*What you should do*
Write out exactly the lines below that run from the line containing "Place one keypoint per instance of the man's shoulder" through the last line of the records.

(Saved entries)
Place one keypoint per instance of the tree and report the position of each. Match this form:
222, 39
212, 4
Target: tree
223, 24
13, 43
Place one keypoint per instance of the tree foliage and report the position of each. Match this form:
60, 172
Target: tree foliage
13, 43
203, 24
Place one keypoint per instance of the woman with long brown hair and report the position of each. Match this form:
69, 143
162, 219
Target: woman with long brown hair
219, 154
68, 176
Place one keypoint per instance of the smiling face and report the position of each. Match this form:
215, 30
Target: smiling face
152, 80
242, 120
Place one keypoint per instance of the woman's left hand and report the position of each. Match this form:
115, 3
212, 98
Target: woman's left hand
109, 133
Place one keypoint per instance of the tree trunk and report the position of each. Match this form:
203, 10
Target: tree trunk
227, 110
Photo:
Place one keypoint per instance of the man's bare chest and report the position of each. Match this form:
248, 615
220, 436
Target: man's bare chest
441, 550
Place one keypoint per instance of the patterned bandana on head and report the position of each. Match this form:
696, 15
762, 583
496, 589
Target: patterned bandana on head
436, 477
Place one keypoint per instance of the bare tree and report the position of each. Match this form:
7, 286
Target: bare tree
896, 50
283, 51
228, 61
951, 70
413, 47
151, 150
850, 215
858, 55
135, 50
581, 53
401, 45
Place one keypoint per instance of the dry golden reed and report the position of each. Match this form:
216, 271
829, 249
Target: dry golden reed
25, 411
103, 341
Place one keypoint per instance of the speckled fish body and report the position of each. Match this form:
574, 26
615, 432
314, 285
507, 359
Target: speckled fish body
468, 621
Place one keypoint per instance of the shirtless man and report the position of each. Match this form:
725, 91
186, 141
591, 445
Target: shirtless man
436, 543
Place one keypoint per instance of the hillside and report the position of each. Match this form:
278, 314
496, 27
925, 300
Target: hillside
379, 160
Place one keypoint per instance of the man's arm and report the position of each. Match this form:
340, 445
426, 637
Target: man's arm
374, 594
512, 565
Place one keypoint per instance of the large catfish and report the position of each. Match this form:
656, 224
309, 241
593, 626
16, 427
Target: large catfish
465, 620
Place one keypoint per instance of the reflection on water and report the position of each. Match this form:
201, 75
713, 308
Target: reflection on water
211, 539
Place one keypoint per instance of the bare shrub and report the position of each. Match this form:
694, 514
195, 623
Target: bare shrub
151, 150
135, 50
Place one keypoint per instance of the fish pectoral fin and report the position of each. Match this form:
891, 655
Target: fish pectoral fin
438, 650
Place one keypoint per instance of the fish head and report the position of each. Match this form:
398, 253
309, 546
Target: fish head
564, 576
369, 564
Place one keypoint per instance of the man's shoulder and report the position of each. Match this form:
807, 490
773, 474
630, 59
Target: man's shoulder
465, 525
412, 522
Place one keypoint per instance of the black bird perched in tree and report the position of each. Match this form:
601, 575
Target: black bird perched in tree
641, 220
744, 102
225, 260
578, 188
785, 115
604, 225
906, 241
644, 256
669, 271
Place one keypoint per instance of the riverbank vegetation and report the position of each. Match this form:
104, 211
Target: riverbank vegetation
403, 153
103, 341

*Response*
Place one keypoint per instance of the man's shoulder and report the position of each. Match this form:
807, 490
773, 474
630, 59
Target: man's shoulder
465, 525
412, 522
Place one keypoint per instance of the black bird perched in tree and report the position of each. Match this form:
601, 575
Target: black bird perched in tree
641, 220
744, 102
225, 260
578, 188
785, 115
604, 225
906, 241
644, 256
669, 271
Place one keypoint per instance of the riverbank vegetation and report the position of each. Match this form:
104, 211
Target: riverbank vegetation
403, 153
103, 341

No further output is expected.